Yazı
⟨

Kur'an'ın manasını ve de maksadını en güzel anlayan Hz. Peygamberdir (sav); zira kalbi devamlı Allah'la beraberdir.
24.10.2004 00:00:00
Resulullah Efendimiz 70 bin tecelli ile Rabb'ını seyrediyor. Rabb'ının kelamını okuduğu zaman, ayetteki maksadı en iyi O anlıyor. Murad-ı İlahiyi, maksad-ı İlahiyi bilen tek insan O'dur. O öyle bir hoparlör ki O'ndan konuşan Allah'tır
Yaptığın bütün ibadetlerden zevk-i manevi alacaksın. Öyle gelişigüzel de olmuyor bu iş. Dürüst insan, olgun insan, kamil insan olmak, sadece sözle olmuyor. İç tabiatında insan Rabb'ına vuslat edecek, vasıl olacak. Peki bu vuslatı hangi yolla yapmak mümkündür? İslam'ın dışında hiç bir yolla yapmaya imkan ve ihtimal yoktur.
Bakınız Allah ne diyor: "Peygamber size ne verdiyse onu alın, size ne yasakladıysa ondan da sakının. Allah'tan korkun. Çünkü Allah'ın azabı çetindir." (Haşr; 59/7). Yani Allah; "O'nun koyduğu hükmü alın. Yasakladığından kaçının. O'nun dediği Benim dediğimdir. O ne diyorsa Ben onu diyorum" buyuruyor. O öyle bir hoparlör ki O'ndan konuşan Allah'tır.
Yani O'nun sözü Hakk'ın sözüdür. Burada şunu anlatmak istiyorum: Murad-ı İlahiyi, maksad-ı İlahiyi bilen tek insan O'dur. O maksadı, beşer olması münasebetiyle ara sıra zelle nispetinde de kaybetse Hz. Cebrail ile hemen ayıktırılır. O'nun mürebbisi Allah'tır. Sahabe neden bu kadar yücedir, yüksektir? Çünkü Allah'ın terbiye ettiği Muhammed (sav), sahabenin öğretmenidir, muallimidir. Biz ne kadar okursak okuyalım, onların, bilgilerinin, ilimlerinin zekatı olamayız. Sadakası olamayız. Niye? Allah'ın öğrettiği muallimden Allah'ın dinini öğrendiler. Sen nereden öğrendin? Senden, benden, benim gibi adamdan. Biz ne biliyoruz ki neyi yansıtıyoruz? Ancak anladıklarımızı yansıtıyoruz.
Rabb'ının maksadını en güzel anlayan insan; Hz. Peygamber (as)'dır
İnsanlar kendi nefsani duygularıyla tabiata bakarlar. Bakınız sizde öyle hâl olur ki, bir olayı seyredersiniz, onu farklı değerlendirirsiniz. Bir başka hâl olur, aynı olayı daha başka değerlendirirsiniz. Yani sizin hâlinize göre olaylar anlam kazanır. Aynı olay önüne geliyor. Adama "haklı" diyorsun. Bir başka halet-i ruhiyyede aynı şey önüne geliyor "haksız" diyorsun. Bu ne biçim iş? Olay değişmiyor. Senin kendi iç tabiatındaki ölçüler, değerler değişiyor. Sen değişiyorsun.

⟩

Görev Listesi
1. Hz. Peygamber'in Rabb'inin maksadını anlayışını ele alan yazıyı iki cümleyle özetleyiniz.
2. Hz. Peygamber'in Rabb'inin maksadını anlayışını ele alan yazıdan, "Rabb'ının maksadını en" sözcüklerini içeren ifadeyle başlayıp "değişiyor. Sen değişiyorsun." ile biten bölümü olduğu gibi yazınız.
3. Hz. Peygamber'in Rabb'inin maksadını anlayışını ele alan yazıyı son cümlesinden itibaren sürdürünüz.
Aşağıdaki kayıtlara başvurulması gerekmemektedir.

Sağlanan Kayıtlar
⟨

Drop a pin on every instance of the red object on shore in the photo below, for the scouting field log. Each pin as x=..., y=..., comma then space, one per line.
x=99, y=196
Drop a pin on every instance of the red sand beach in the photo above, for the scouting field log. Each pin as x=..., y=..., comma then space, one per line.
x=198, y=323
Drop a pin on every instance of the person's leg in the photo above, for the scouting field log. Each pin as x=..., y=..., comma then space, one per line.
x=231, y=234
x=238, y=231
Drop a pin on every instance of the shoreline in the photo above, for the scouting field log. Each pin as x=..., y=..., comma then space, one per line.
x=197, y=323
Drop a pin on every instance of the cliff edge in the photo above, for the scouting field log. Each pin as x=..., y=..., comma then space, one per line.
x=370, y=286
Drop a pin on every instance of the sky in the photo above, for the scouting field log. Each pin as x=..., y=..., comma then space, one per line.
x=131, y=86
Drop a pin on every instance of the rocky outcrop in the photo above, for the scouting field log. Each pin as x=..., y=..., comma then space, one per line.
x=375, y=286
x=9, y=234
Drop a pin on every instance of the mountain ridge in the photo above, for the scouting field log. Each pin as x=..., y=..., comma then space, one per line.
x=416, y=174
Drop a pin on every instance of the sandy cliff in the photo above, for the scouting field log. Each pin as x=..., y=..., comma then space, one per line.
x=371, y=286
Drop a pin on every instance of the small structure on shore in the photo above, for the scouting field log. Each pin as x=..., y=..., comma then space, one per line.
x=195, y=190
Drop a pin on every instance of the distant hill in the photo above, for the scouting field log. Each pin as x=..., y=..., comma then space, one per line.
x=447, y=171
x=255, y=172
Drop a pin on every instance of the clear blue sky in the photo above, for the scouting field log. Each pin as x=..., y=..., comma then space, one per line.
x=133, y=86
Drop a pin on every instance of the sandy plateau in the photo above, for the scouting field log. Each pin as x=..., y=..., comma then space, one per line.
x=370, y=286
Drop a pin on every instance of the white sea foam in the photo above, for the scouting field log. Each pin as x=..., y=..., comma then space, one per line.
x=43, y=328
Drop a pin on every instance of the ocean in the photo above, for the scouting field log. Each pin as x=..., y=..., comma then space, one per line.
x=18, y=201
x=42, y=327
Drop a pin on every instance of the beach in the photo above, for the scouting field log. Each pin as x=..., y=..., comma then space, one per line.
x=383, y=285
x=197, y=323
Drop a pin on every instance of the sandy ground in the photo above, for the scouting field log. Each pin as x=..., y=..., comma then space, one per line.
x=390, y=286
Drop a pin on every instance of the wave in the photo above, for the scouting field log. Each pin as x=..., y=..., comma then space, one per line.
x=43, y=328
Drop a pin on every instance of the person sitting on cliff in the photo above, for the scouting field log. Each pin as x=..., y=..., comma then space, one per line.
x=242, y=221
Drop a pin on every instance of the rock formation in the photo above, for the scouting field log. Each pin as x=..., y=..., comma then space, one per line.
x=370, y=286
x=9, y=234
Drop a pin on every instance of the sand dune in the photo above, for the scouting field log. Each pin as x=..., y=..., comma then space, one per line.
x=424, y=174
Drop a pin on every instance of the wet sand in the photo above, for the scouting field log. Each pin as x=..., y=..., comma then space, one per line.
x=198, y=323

⟩

Görev Çıktıları
1. Kur'an'ın manasını ve maksadını en güzel anlayan, Murad-ı İlahiyi bilen tek insan Hz. Peygamber'dir; O'nun sözü Hakk'ın sözüdür ve sahabe, Allah'ın terbiye ettiği bu muallimden öğrendiği için yücedir. İnsanlar ise olaylara kendi nefsani duygularıyla bakar; olay değişmediği hâlde kişinin iç tabiatındaki ölçüler değiştiği için aynı olayı farklı değerlendirirler.

2.
Rabb'ının maksadını en güzel anlayan insan; Hz. Peygamber (as)'dır
İnsanlar kendi nefsani duygularıyla tabiata bakarlar. Bakınız sizde öyle hâl olur ki, bir olayı seyredersiniz, onu farklı değerlendirirsiniz. Bir başka hâl olur, aynı olayı daha başka değerlendirirsiniz. Yani sizin hâlinize göre olaylar anlam kazanır. Aynı olay önüne geliyor. Adama "haklı" diyorsun. Bir başka halet-i ruhiyyede aynı şey önüne geliyor "haksız" diyorsun. Bu ne biçim iş? Olay değişmiyor. Senin kendi iç tabiatındaki ölçüler, değerler değişiyor. Sen değişiyorsun.

3.
Bunu anlamak için, -Allah hayatta olanlara uzun ömürler versin!- ananızın, babanızın, çocuğunuzun ölümüne bir bakın. Mesela çocuğunuzun ölümünde çok farklı bir dünyanız vardır. Annenizin, babanızın ölümünde çok daha farklı bir dünyanız vardır. O anda konuşulanlar, o anda okunanlar, sizin ruh dünyanızda o kadar büyük bir etki yapar ki, sanki Allah'la aranızda perde kalmamış gibidir. O halet-i ruhiyyede dinlediğin Kur'an'la, bu halet-i ruhiyyede dinlediğin Kur'an; -evet, aynı Kur'an'dır- ama sen aynı olmadığın için zevkin de, maneviyatın da aynı değildir.
Onun için, işte o perdeleri aradan kaldırıp -ki bu, nefsi tezkiye ile olur, nefsi terbiye ile olur- Rabb'ına yaklaşacaksın ki, O Rabb'dan, O Allah'tan alacağın feyz, seni diriltecek, hayatın içinde Allah'la beraber yapacak. Bu hâle gelen insan hiç bir an Rabb'ını unutmaz. O Nefsin perdelerini; emmaresini, levvamesini, mülhimesini... aştı. Perdeler açıldı. Bunlar Kur'anî tabirlerdir. Benim ifadelerim değil. Her perdeyi kaldırdığınızda, nurani süzmeler sizin kalbinizde yer ediyor. Allah'ın nuru kalbinize devamlı tecelli ediyor.
Şimdi, her an o tecelli ile beraber yaşayan insan mı, yoksa o tecelliyi hiç fark etmeyen insan mı hayattan, beşeri münasebetlerden, hukuki davranışlardan iyi not alır? Kur'an okuyuşundan zevk alır? Kur'an'ı daha iyi anlar? Elbette ki o irtibatı, alakayı kuran insan. Rabb'ının maksadını en güzel anlayan Peygamberdir, dedik. Niye? Devamlı kalbi Allah'la beraberdir de ondan. 70 bin tecelli ile Rabb'ını seyrediyor. Rabb'ının kelamını okuduğu zaman, ayetteki maksadı en iyi O anlıyor. Biz bu kadar tecelli ile iç içe olmadığımız için, bizim gördüğümüzden O'nunki çok daha farklı olur. Ayetler aynı olmasına rağmen, gören gözler, bakan gözler çok farklı olduğu için farklı anlaşılıyor.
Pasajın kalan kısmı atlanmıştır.